(Work order):
Only a number is wanted here, namely how many lines of the data contain the string "each".

(Data for review):
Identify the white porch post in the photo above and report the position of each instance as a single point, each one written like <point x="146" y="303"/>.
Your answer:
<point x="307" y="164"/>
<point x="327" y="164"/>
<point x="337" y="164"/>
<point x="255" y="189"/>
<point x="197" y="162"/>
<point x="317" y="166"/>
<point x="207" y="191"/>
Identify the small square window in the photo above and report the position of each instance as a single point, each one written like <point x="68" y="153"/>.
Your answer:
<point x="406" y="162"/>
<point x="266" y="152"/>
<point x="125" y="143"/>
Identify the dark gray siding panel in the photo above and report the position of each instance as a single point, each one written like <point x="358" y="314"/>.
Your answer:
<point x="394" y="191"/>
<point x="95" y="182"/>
--
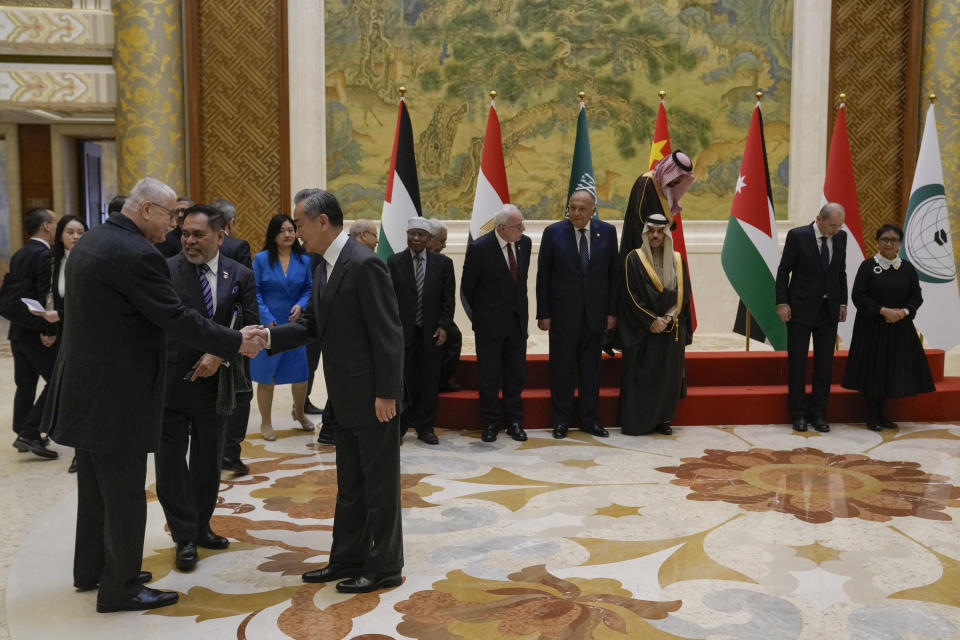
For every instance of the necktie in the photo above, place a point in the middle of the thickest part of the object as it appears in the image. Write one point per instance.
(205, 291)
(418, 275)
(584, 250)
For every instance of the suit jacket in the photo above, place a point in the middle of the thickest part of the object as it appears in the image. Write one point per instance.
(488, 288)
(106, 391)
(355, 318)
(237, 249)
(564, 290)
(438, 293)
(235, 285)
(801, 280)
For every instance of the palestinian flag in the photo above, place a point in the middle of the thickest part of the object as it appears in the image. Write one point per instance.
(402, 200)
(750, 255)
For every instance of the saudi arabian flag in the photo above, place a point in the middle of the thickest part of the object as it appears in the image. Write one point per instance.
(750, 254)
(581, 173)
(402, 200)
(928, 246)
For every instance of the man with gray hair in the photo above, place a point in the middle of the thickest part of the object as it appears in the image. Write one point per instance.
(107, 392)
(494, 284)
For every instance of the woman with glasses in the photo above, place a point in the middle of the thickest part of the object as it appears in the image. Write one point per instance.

(Solution to this exercise):
3